* STATED PROBLEM: Quote exactly the lines running from the line with "[mark] the wooden fence" to the end of the entries, including both, and nothing else.

Named object pointing entries
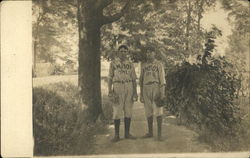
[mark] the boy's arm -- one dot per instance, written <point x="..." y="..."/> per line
<point x="141" y="82"/>
<point x="162" y="80"/>
<point x="134" y="83"/>
<point x="110" y="78"/>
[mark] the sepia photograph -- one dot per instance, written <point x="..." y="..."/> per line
<point x="143" y="77"/>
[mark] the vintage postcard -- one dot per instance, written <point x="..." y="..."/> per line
<point x="125" y="78"/>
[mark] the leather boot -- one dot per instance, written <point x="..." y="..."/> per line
<point x="159" y="128"/>
<point x="127" y="122"/>
<point x="117" y="128"/>
<point x="150" y="128"/>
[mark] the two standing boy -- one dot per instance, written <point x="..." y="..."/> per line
<point x="122" y="83"/>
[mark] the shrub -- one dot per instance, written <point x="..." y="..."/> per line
<point x="58" y="122"/>
<point x="204" y="95"/>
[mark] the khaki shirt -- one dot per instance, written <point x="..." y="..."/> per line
<point x="152" y="72"/>
<point x="122" y="71"/>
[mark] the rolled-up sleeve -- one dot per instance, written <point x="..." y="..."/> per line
<point x="141" y="75"/>
<point x="111" y="71"/>
<point x="133" y="75"/>
<point x="162" y="74"/>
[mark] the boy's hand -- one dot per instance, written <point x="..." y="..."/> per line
<point x="110" y="93"/>
<point x="141" y="99"/>
<point x="135" y="97"/>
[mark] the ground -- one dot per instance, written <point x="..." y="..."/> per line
<point x="177" y="138"/>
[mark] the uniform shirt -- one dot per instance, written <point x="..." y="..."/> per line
<point x="121" y="71"/>
<point x="152" y="72"/>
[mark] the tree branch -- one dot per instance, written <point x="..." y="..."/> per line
<point x="101" y="4"/>
<point x="115" y="17"/>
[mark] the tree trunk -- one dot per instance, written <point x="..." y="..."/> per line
<point x="189" y="9"/>
<point x="89" y="60"/>
<point x="90" y="19"/>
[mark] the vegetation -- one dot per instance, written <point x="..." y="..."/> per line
<point x="57" y="130"/>
<point x="203" y="96"/>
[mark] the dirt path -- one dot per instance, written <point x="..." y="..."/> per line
<point x="176" y="138"/>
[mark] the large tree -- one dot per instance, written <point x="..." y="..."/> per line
<point x="90" y="20"/>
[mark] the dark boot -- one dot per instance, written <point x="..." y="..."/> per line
<point x="159" y="125"/>
<point x="117" y="128"/>
<point x="127" y="122"/>
<point x="150" y="128"/>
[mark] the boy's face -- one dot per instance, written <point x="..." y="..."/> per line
<point x="123" y="53"/>
<point x="150" y="56"/>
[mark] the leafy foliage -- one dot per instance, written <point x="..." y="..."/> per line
<point x="203" y="93"/>
<point x="56" y="113"/>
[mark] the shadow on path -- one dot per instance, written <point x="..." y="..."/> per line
<point x="177" y="139"/>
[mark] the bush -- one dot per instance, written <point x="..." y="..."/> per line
<point x="203" y="95"/>
<point x="57" y="115"/>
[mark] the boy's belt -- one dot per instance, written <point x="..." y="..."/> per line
<point x="152" y="82"/>
<point x="123" y="81"/>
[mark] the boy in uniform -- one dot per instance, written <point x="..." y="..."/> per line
<point x="122" y="84"/>
<point x="152" y="86"/>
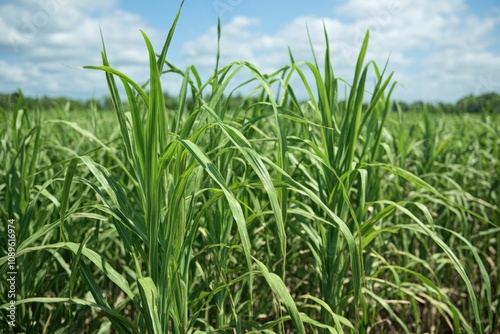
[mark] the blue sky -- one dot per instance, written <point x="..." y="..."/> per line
<point x="439" y="51"/>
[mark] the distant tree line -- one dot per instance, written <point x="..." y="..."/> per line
<point x="489" y="102"/>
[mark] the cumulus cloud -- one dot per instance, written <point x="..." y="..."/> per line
<point x="438" y="50"/>
<point x="46" y="41"/>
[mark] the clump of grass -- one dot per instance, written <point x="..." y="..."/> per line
<point x="276" y="215"/>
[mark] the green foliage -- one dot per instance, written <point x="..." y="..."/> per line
<point x="215" y="212"/>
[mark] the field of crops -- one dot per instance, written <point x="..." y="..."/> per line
<point x="331" y="215"/>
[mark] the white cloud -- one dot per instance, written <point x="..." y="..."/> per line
<point x="438" y="50"/>
<point x="53" y="37"/>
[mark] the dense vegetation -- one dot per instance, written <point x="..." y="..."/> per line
<point x="273" y="215"/>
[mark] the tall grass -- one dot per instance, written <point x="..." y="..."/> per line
<point x="277" y="216"/>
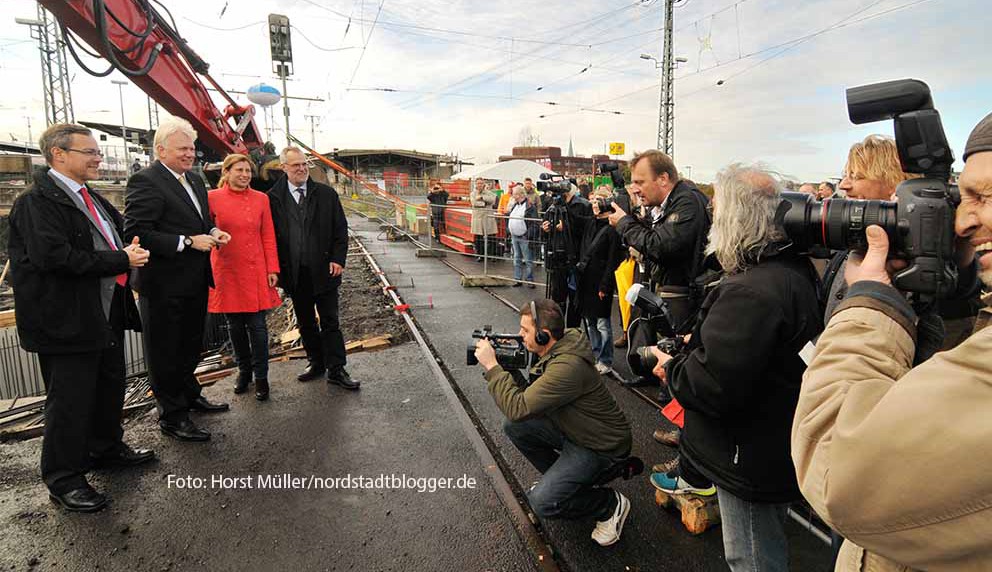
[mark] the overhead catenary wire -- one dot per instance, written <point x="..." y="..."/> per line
<point x="843" y="23"/>
<point x="366" y="44"/>
<point x="414" y="102"/>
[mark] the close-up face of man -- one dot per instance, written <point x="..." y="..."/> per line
<point x="296" y="168"/>
<point x="177" y="152"/>
<point x="974" y="214"/>
<point x="80" y="161"/>
<point x="651" y="189"/>
<point x="529" y="334"/>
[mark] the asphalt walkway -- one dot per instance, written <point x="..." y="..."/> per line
<point x="653" y="538"/>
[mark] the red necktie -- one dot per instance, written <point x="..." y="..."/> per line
<point x="121" y="278"/>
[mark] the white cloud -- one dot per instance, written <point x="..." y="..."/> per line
<point x="788" y="111"/>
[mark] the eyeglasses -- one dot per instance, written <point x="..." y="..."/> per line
<point x="87" y="152"/>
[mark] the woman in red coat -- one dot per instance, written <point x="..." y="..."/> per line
<point x="245" y="271"/>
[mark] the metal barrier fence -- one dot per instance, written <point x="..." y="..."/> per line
<point x="452" y="234"/>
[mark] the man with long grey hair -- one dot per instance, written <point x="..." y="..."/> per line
<point x="739" y="377"/>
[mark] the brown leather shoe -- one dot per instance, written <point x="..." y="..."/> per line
<point x="668" y="438"/>
<point x="666" y="467"/>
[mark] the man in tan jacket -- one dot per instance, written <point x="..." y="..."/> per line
<point x="892" y="457"/>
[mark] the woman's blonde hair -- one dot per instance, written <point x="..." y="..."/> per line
<point x="876" y="159"/>
<point x="230" y="161"/>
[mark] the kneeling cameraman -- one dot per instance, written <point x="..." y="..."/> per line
<point x="565" y="422"/>
<point x="739" y="377"/>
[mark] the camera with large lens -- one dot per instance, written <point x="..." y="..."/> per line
<point x="622" y="198"/>
<point x="920" y="223"/>
<point x="654" y="309"/>
<point x="605" y="204"/>
<point x="642" y="360"/>
<point x="510" y="351"/>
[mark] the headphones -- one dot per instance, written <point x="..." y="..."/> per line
<point x="540" y="336"/>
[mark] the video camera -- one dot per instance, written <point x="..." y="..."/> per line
<point x="622" y="198"/>
<point x="510" y="351"/>
<point x="555" y="184"/>
<point x="920" y="223"/>
<point x="654" y="309"/>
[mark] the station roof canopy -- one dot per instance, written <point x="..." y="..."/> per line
<point x="144" y="135"/>
<point x="405" y="153"/>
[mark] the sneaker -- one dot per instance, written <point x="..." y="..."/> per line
<point x="620" y="342"/>
<point x="672" y="483"/>
<point x="607" y="532"/>
<point x="667" y="438"/>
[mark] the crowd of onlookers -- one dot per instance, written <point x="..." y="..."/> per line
<point x="796" y="379"/>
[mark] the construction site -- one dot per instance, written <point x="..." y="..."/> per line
<point x="451" y="243"/>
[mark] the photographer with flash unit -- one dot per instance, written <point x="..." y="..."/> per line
<point x="867" y="416"/>
<point x="738" y="377"/>
<point x="565" y="422"/>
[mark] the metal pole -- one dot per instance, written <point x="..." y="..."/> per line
<point x="666" y="125"/>
<point x="285" y="101"/>
<point x="127" y="154"/>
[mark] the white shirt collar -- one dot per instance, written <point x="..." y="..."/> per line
<point x="292" y="187"/>
<point x="174" y="174"/>
<point x="65" y="179"/>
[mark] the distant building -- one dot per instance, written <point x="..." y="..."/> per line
<point x="551" y="158"/>
<point x="395" y="170"/>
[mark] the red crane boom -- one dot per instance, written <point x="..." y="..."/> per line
<point x="137" y="41"/>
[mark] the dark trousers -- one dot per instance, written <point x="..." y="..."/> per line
<point x="569" y="472"/>
<point x="173" y="336"/>
<point x="326" y="345"/>
<point x="85" y="396"/>
<point x="250" y="337"/>
<point x="565" y="297"/>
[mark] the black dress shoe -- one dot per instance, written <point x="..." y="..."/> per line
<point x="83" y="499"/>
<point x="261" y="389"/>
<point x="312" y="372"/>
<point x="184" y="430"/>
<point x="341" y="377"/>
<point x="640" y="381"/>
<point x="201" y="404"/>
<point x="244" y="380"/>
<point x="124" y="456"/>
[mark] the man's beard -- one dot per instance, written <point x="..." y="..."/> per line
<point x="986" y="277"/>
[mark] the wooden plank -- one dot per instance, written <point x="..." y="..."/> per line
<point x="479" y="281"/>
<point x="376" y="343"/>
<point x="698" y="513"/>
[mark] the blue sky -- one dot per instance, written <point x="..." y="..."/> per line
<point x="468" y="73"/>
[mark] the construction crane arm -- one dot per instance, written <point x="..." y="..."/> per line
<point x="137" y="41"/>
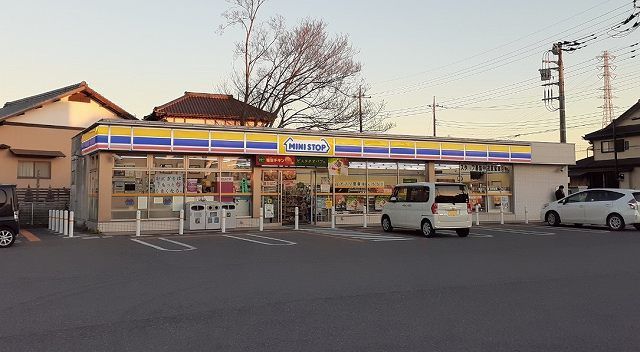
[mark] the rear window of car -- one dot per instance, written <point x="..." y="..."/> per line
<point x="451" y="194"/>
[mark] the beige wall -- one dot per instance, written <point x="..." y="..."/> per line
<point x="38" y="138"/>
<point x="65" y="113"/>
<point x="535" y="185"/>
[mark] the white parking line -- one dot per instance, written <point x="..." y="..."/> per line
<point x="186" y="246"/>
<point x="284" y="242"/>
<point x="517" y="232"/>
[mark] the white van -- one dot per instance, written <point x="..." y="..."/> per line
<point x="428" y="207"/>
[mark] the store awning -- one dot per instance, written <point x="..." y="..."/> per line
<point x="37" y="153"/>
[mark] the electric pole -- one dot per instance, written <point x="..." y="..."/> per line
<point x="360" y="96"/>
<point x="607" y="106"/>
<point x="433" y="109"/>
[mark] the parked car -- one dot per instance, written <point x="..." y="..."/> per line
<point x="428" y="207"/>
<point x="9" y="224"/>
<point x="612" y="207"/>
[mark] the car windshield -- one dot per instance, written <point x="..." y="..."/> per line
<point x="451" y="194"/>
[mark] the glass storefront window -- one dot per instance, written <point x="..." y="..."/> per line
<point x="382" y="177"/>
<point x="128" y="161"/>
<point x="203" y="162"/>
<point x="168" y="161"/>
<point x="236" y="163"/>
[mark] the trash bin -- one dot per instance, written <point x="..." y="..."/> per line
<point x="230" y="209"/>
<point x="196" y="215"/>
<point x="212" y="215"/>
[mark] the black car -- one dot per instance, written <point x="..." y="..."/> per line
<point x="9" y="225"/>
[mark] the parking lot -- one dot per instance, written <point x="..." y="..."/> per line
<point x="504" y="288"/>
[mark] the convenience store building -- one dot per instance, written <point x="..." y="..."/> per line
<point x="121" y="167"/>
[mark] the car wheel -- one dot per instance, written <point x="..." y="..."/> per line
<point x="615" y="222"/>
<point x="7" y="237"/>
<point x="427" y="229"/>
<point x="553" y="218"/>
<point x="386" y="224"/>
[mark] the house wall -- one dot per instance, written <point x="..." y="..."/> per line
<point x="66" y="113"/>
<point x="535" y="185"/>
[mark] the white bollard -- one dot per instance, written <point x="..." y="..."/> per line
<point x="181" y="226"/>
<point x="261" y="222"/>
<point x="60" y="221"/>
<point x="364" y="217"/>
<point x="333" y="217"/>
<point x="71" y="223"/>
<point x="223" y="226"/>
<point x="65" y="223"/>
<point x="138" y="223"/>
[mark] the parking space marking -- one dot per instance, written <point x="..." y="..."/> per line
<point x="356" y="235"/>
<point x="29" y="236"/>
<point x="517" y="232"/>
<point x="187" y="247"/>
<point x="283" y="242"/>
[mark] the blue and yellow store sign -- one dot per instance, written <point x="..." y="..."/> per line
<point x="143" y="136"/>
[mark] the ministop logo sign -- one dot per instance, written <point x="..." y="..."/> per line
<point x="320" y="146"/>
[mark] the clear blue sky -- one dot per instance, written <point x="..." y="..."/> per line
<point x="143" y="54"/>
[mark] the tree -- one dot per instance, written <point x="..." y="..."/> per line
<point x="303" y="76"/>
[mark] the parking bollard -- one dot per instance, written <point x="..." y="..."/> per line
<point x="60" y="221"/>
<point x="138" y="223"/>
<point x="71" y="223"/>
<point x="261" y="221"/>
<point x="181" y="226"/>
<point x="333" y="217"/>
<point x="223" y="224"/>
<point x="364" y="217"/>
<point x="65" y="223"/>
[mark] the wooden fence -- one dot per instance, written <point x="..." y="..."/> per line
<point x="35" y="204"/>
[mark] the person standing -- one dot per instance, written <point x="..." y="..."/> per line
<point x="560" y="192"/>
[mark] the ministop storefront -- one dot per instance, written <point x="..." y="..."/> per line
<point x="156" y="168"/>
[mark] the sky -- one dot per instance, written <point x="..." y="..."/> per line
<point x="479" y="58"/>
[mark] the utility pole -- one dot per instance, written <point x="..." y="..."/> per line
<point x="563" y="124"/>
<point x="360" y="96"/>
<point x="433" y="109"/>
<point x="607" y="106"/>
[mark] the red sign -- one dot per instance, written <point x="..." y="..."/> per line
<point x="275" y="160"/>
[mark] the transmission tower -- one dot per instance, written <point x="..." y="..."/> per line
<point x="607" y="96"/>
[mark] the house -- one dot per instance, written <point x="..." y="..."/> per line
<point x="607" y="162"/>
<point x="210" y="109"/>
<point x="35" y="138"/>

* THE REPLY:
[mark] the wooden fence -- one dot per instance, written <point x="..." y="..."/> per line
<point x="35" y="204"/>
[mark] the person standing -- one dot per instance, written <point x="..." y="..."/> per line
<point x="560" y="192"/>
[mark] the ministop storefront -- one dot per instance, written <point x="..." y="..."/> per line
<point x="156" y="168"/>
[mark] the sky -- one dot per instance, written <point x="..." y="..."/> per line
<point x="479" y="58"/>
[mark] the utility pole -- one dot per instance, written <point x="..." y="..."/> per line
<point x="563" y="124"/>
<point x="360" y="96"/>
<point x="433" y="109"/>
<point x="607" y="106"/>
[mark] the red sign -- one dot per instance, written <point x="..." y="..."/> per line
<point x="275" y="160"/>
[mark] the transmission tower -- one dot per instance, written <point x="..." y="..."/> per line
<point x="607" y="96"/>
[mark] the house -- one dot per instance, written <point x="..." y="..."/> per line
<point x="607" y="162"/>
<point x="210" y="109"/>
<point x="35" y="138"/>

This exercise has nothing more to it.